● **GIVEN DATA**:
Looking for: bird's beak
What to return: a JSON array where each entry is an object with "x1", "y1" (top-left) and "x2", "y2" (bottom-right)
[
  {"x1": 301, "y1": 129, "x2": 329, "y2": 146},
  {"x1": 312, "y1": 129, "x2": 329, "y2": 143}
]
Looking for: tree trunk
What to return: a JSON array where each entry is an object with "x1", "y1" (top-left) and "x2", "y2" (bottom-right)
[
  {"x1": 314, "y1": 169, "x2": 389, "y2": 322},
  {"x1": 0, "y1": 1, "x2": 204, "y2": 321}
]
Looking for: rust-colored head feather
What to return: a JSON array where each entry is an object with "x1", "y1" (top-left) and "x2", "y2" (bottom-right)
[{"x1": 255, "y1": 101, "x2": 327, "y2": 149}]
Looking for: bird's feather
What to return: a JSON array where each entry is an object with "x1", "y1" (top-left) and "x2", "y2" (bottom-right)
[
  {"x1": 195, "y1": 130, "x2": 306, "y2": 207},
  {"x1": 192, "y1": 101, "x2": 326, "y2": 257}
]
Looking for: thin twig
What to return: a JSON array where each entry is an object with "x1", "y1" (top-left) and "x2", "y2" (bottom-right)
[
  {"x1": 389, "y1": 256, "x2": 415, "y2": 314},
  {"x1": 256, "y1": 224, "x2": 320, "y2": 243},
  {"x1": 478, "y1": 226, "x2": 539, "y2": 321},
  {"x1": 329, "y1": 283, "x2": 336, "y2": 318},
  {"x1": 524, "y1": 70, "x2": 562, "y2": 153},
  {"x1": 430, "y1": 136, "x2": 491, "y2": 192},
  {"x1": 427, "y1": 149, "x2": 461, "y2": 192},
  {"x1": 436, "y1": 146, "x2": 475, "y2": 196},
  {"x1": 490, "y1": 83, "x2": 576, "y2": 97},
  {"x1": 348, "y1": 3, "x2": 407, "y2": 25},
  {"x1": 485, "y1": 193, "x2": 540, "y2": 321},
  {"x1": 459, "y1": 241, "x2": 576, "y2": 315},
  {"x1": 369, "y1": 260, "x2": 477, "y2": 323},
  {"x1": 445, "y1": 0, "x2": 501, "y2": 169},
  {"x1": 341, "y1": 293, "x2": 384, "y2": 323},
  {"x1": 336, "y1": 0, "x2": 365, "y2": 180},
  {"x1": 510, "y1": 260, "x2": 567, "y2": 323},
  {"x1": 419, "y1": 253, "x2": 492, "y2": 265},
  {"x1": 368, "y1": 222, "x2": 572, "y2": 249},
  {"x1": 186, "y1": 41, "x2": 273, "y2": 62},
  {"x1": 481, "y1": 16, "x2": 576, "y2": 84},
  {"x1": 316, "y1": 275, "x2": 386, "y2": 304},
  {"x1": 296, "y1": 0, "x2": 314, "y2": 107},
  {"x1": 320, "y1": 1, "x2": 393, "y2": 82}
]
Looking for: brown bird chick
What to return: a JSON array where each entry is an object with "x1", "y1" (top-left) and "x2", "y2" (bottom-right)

● **TASK STATEMENT**: Your job here is to copy the entries above exactly.

● **ANSWER BOX**:
Looking for: bird's beak
What to return: a JSON array where each entry is an object with "x1", "y1" (top-left) and "x2", "y2" (bottom-right)
[
  {"x1": 301, "y1": 129, "x2": 329, "y2": 146},
  {"x1": 312, "y1": 129, "x2": 329, "y2": 143}
]
Looking for: tree trunk
What to return: a JSON array where each entry is an object with "x1", "y1" (top-left) and "x2", "y2" (bottom-right)
[
  {"x1": 314, "y1": 169, "x2": 389, "y2": 322},
  {"x1": 0, "y1": 1, "x2": 204, "y2": 321}
]
Looking for: rust-colored head feather
What to return: a JSON array where each entry is an object with "x1", "y1" (top-left) and "x2", "y2" (bottom-right)
[{"x1": 255, "y1": 101, "x2": 327, "y2": 149}]
Looking for: bird's feather
What to return: a JSON array where each entry is an object with "x1", "y1" (top-left) and "x2", "y2" (bottom-right)
[
  {"x1": 195, "y1": 130, "x2": 306, "y2": 207},
  {"x1": 192, "y1": 101, "x2": 326, "y2": 257}
]
Looking for: thin twig
What to return: a JSON array where each entry is an object with "x1", "y1" (top-left) and "x2", "y2" (bottom-right)
[
  {"x1": 389, "y1": 256, "x2": 415, "y2": 314},
  {"x1": 256, "y1": 224, "x2": 320, "y2": 243},
  {"x1": 478, "y1": 226, "x2": 539, "y2": 321},
  {"x1": 329, "y1": 283, "x2": 336, "y2": 318},
  {"x1": 524, "y1": 70, "x2": 562, "y2": 153},
  {"x1": 430, "y1": 136, "x2": 491, "y2": 192},
  {"x1": 427, "y1": 149, "x2": 461, "y2": 192},
  {"x1": 436, "y1": 146, "x2": 475, "y2": 196},
  {"x1": 490, "y1": 83, "x2": 576, "y2": 97},
  {"x1": 348, "y1": 3, "x2": 407, "y2": 25},
  {"x1": 485, "y1": 193, "x2": 540, "y2": 321},
  {"x1": 459, "y1": 241, "x2": 576, "y2": 315},
  {"x1": 369, "y1": 260, "x2": 477, "y2": 323},
  {"x1": 445, "y1": 0, "x2": 501, "y2": 169},
  {"x1": 341, "y1": 293, "x2": 384, "y2": 323},
  {"x1": 336, "y1": 0, "x2": 365, "y2": 180},
  {"x1": 510, "y1": 260, "x2": 567, "y2": 323},
  {"x1": 419, "y1": 253, "x2": 492, "y2": 265},
  {"x1": 368, "y1": 222, "x2": 572, "y2": 249},
  {"x1": 186, "y1": 41, "x2": 273, "y2": 62},
  {"x1": 481, "y1": 16, "x2": 576, "y2": 84},
  {"x1": 316, "y1": 275, "x2": 386, "y2": 304},
  {"x1": 296, "y1": 0, "x2": 314, "y2": 107},
  {"x1": 320, "y1": 1, "x2": 393, "y2": 82}
]
Looking for: brown bird chick
What to return: a JSON array where each entry is an object with "x1", "y1" (top-left) and "x2", "y2" (bottom-right)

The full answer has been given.